Summarize the text below on "The Singer Sang His Song" in two sentences.

### Page text

Single by the Bee Gees
- A-side: "Jumbo"; (double A-side);
- Released: March 1968
- Recorded: 8 January 1968
- Genre: Baroque pop
- Length: 3:07 (Original version) 3:19 (1990 mixed version)
- Label: Polydor (United Kingdom) Atco (United States)
- Songwriter: Barry, Robin & Maurice Gibb
- Producers: Robert Stigwood, Bee Gees

The Bee Gees singles chronology
| "Sinking Ships" (1968) | "The Singer Sang His Song" (1968) | "Kitty Can" (1968) |

= The Singer Sang His Song =

"The Singer Sang His Song" is a song by the Bee Gees, written by Barry and Robin and released in early 1968 as a single along with Jumbo. In some countries the song was the B-side of Jumbo but in others they were promoted as a double A-side.

######
### Data provided

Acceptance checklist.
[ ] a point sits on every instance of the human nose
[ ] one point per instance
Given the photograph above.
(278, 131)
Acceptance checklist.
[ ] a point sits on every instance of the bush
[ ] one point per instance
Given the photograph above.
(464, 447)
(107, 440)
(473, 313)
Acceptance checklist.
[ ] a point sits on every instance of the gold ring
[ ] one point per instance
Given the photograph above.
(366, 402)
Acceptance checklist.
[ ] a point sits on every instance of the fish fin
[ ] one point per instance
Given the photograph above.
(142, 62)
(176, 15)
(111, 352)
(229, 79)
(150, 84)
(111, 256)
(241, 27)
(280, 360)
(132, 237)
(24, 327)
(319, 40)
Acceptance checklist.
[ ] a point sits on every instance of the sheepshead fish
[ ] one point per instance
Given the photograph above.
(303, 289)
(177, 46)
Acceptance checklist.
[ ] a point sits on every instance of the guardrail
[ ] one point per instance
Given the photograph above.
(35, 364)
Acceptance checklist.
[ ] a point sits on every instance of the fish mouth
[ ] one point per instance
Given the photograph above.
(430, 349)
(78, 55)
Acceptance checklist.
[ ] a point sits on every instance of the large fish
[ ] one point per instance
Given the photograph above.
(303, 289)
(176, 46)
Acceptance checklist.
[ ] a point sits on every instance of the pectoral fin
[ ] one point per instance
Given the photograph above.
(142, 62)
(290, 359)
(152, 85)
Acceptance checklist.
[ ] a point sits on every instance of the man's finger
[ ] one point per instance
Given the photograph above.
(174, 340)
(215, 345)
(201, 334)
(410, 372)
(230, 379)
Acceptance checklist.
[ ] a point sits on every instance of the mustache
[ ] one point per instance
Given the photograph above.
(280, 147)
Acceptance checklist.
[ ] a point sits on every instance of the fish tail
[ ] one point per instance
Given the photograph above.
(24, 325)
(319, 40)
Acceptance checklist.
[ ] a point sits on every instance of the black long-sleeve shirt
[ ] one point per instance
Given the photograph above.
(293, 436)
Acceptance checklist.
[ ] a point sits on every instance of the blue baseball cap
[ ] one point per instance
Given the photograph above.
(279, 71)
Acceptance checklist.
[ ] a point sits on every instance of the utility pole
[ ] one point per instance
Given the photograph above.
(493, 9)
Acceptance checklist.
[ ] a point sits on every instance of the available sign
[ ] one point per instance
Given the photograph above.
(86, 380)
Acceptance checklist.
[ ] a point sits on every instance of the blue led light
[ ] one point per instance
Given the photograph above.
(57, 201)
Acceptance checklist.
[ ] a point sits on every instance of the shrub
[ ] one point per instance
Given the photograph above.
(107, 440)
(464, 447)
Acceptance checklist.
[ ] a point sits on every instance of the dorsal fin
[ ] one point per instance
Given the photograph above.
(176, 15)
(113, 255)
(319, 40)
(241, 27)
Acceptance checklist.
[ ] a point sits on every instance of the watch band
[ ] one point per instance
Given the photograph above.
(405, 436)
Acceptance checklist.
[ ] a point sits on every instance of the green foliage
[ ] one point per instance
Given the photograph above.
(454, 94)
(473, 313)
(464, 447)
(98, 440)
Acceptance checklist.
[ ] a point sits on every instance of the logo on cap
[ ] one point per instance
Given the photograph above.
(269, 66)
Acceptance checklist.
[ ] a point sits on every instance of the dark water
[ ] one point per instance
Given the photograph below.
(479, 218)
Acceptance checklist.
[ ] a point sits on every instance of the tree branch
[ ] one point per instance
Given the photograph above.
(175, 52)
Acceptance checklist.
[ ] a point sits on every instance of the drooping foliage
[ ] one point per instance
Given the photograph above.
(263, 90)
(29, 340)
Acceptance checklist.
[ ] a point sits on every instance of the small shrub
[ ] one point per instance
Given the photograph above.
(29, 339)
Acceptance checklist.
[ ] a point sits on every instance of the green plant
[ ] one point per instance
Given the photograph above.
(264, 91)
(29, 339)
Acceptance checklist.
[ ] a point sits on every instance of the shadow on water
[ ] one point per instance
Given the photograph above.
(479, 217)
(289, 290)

######

Written solution:
"The Singer Sang His Song" is a baroque pop song by the Bee Gees, recorded on 8 January 1968 and released in March 1968 as a single with "Jumbo" on Polydor in the United Kingdom and Atco in the United States. In some countries it was the B-side of "Jumbo," while in others the two songs were promoted as a double A-side.